## REQUIRED WORK:
Give every entry again, word for word and in full.

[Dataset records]

__________________________________________________

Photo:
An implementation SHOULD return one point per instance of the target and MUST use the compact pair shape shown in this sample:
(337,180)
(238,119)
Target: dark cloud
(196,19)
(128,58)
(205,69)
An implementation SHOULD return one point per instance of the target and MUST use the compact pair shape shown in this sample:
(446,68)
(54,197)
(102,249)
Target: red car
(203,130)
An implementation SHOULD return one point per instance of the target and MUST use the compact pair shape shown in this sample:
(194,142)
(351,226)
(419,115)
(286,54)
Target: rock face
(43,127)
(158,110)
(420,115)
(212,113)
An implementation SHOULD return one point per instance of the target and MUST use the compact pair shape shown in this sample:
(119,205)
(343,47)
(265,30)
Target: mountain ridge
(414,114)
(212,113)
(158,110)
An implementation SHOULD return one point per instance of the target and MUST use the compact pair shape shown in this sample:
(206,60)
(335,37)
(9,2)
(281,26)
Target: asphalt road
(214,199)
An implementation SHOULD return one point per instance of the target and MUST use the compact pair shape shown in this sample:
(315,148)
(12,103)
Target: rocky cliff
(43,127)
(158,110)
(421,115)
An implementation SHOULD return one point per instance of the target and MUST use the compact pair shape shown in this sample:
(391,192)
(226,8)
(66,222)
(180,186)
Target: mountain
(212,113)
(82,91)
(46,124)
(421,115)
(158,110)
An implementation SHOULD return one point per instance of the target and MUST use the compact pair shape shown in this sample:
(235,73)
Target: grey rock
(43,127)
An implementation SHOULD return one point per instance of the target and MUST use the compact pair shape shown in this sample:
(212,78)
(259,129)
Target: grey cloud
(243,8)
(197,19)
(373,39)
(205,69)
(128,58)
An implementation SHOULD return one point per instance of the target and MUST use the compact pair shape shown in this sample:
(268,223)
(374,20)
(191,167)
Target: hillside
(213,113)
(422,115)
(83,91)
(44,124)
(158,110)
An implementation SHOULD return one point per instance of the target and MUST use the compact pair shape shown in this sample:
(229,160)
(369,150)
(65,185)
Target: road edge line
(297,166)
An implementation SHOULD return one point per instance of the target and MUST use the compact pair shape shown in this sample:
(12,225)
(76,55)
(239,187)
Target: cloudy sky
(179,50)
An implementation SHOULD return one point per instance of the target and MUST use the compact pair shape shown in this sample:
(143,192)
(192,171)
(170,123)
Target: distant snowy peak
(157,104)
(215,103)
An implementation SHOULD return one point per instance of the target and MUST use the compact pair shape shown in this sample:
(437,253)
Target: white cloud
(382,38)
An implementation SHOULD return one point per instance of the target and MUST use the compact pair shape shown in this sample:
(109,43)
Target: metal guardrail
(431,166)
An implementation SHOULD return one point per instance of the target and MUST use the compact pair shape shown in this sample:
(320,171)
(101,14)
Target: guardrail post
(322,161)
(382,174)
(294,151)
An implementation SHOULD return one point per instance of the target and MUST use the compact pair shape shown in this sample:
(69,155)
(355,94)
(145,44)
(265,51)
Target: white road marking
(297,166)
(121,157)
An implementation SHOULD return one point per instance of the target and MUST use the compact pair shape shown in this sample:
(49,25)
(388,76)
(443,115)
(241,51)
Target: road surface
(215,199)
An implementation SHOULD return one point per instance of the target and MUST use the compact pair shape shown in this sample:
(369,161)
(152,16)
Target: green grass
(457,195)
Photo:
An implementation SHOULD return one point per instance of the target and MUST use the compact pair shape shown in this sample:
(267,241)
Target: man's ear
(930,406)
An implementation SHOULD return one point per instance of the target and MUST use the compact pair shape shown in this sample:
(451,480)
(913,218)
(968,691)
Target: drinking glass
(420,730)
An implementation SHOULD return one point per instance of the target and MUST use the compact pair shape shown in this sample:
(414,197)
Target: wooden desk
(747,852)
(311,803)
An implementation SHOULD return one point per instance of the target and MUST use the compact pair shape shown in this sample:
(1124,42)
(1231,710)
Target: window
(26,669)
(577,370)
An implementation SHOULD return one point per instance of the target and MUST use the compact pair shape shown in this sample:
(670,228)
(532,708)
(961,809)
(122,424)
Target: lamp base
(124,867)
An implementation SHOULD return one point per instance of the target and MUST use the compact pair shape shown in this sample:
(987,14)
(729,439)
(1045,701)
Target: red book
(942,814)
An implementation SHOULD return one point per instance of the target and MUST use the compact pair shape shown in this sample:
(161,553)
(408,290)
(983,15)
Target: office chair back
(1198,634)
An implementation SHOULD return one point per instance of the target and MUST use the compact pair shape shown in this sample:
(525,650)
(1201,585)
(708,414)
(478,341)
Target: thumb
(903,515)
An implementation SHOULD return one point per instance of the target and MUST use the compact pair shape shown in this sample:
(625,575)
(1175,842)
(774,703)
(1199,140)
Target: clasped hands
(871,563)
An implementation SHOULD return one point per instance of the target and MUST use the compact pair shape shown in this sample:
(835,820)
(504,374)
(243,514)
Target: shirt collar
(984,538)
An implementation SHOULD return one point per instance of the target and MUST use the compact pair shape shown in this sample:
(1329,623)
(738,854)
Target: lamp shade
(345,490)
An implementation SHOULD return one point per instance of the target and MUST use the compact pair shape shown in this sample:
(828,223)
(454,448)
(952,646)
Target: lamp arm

__________________________________________________

## EXERCISE RESULT:
Photo:
An implementation SHOULD return one point per instance of the target and MUST use the compact pair shape shown in this sample:
(337,180)
(238,119)
Target: dark cloud
(196,19)
(128,58)
(205,69)
An implementation SHOULD return one point per instance of the target and MUST use the compact pair shape shown in this sample:
(446,68)
(54,197)
(102,249)
Target: red car
(203,130)
An implementation SHOULD return one point per instance of the target and MUST use the compact pair shape shown in this sample:
(194,142)
(351,226)
(419,115)
(286,54)
Target: rock face
(43,127)
(158,110)
(420,115)
(212,113)
An implementation SHOULD return one point per instance of the target and MUST use the compact pair shape shown in this sample:
(119,205)
(343,47)
(265,30)
Target: mountain ridge
(414,114)
(212,113)
(158,110)
An implementation SHOULD return one point per instance of the target and MUST use the compact pair shape shown in this sample:
(206,60)
(335,37)
(9,2)
(281,26)
Target: asphalt road
(214,199)
An implementation SHOULD return one point per instance of the target and MUST use the compact pair shape shown in this sample:
(315,148)
(12,103)
Target: rocky cliff
(43,127)
(158,110)
(421,115)
An implementation SHOULD return one point per instance of the target and MUST use the compact pair shape shown in this sample:
(391,192)
(226,8)
(66,222)
(180,186)
Target: mountain
(212,113)
(82,91)
(46,124)
(421,115)
(158,110)
An implementation SHOULD return one point per instance of the target and MUST use the compact pair shape shown in this sample:
(235,73)
Target: grey rock
(43,127)
An implementation SHOULD return one point per instance of the target and MUST use the compact pair shape shown in this sample:
(212,78)
(259,129)
Target: grey cloud
(243,8)
(197,19)
(373,39)
(205,69)
(128,58)
An implementation SHOULD return one point per instance of the target and MUST use the compact pair shape shown in this sample:
(268,223)
(374,20)
(191,167)
Target: hillside
(213,113)
(422,115)
(83,91)
(44,124)
(158,110)
An implementation SHOULD return one point per instance of the target and MUST use the compact pair shape shown in this sample:
(229,160)
(369,150)
(65,185)
Target: road edge line
(297,166)
An implementation SHOULD return one point per instance of the target and MUST use the compact pair shape shown in this sample:
(12,225)
(76,55)
(239,187)
Target: cloudy sky
(179,50)
An implementation SHOULD return one point per instance of the target and MUST use the compact pair shape shown in this sample:
(143,192)
(192,171)
(170,123)
Target: distant snowy peak
(157,104)
(215,103)
An implementation SHOULD return one point per instance of the target and MUST use the compact pair shape shown in this sample:
(437,253)
Target: white cloud
(382,38)
An implementation SHOULD return one point per instance of the target and MUST use the compact pair shape shown in this sample:
(109,43)
Target: metal guardrail
(431,166)
An implementation SHOULD return one point per instance of the target and MUST use the compact pair shape shown in this sample:
(320,171)
(101,14)
Target: guardrail post
(322,161)
(382,174)
(294,151)
An implementation SHOULD return one point per instance of the target and MUST use the compact pair shape shown in this sample:
(69,155)
(355,94)
(145,44)
(265,51)
Target: white road marking
(297,166)
(121,157)
An implementation SHOULD return one point per instance of the target and MUST use the compact pair shape shown in this sample:
(49,25)
(388,76)
(443,115)
(241,51)
Target: road surface
(215,199)
An implementation SHOULD return one point per instance of the target and MUST use the compact pair shape shown in this sample:
(369,161)
(152,16)
Target: green grass
(457,195)
Photo:
An implementation SHOULD return one point per instance of the target and MUST use the compact pair shape shown in this sample:
(267,241)
Target: man's ear
(930,406)
An implementation SHOULD return one point per instance of the target and MUST use the compact pair shape shown in this sample:
(451,480)
(913,218)
(968,691)
Target: drinking glass
(420,730)
An implementation SHOULD return one point per instance of the target and MUST use the compact pair shape shown in this sample:
(414,197)
Target: wooden desk
(747,852)
(311,803)
An implementation SHOULD return one point per instance of the target and MUST use the compact pair shape shown in this sample:
(1124,42)
(1231,710)
Target: window
(26,669)
(577,370)
An implementation SHOULD return one point per instance of the target and MUST use the compact pair shape shown in this sample:
(670,228)
(532,708)
(961,809)
(122,424)
Target: lamp base
(124,867)
An implementation SHOULD return one point per instance of the target and MUST use the compact pair shape shown in this sample:
(987,14)
(729,439)
(1045,701)
Target: red book
(942,814)
An implementation SHOULD return one point per instance of the target and MUST use the compact pair shape shown in this sample:
(161,553)
(408,290)
(983,15)
Target: office chair back
(1198,634)
An implementation SHOULD return one point per instance of the target and MUST use the compact pair shape shown in this sample:
(525,650)
(1201,585)
(708,414)
(478,341)
Target: thumb
(903,515)
An implementation SHOULD return one point per instance of the target and MUST use the compact pair shape shown in this sample:
(625,575)
(1175,842)
(774,703)
(1199,140)
Target: clasped hands
(871,563)
An implementation SHOULD return one point per instance of the target and MUST use the compact pair shape shown in this sample:
(835,820)
(504,374)
(243,514)
Target: shirt collar
(984,538)
An implementation SHOULD return one point per instance of the target and MUST use the compact pair shape shown in this sample:
(1329,623)
(738,854)
Target: lamp shade
(345,490)
An implementation SHOULD return one point per instance of the target and MUST use the compact pair shape shown in this sample:
(828,223)
(454,448)
(952,646)
Target: lamp arm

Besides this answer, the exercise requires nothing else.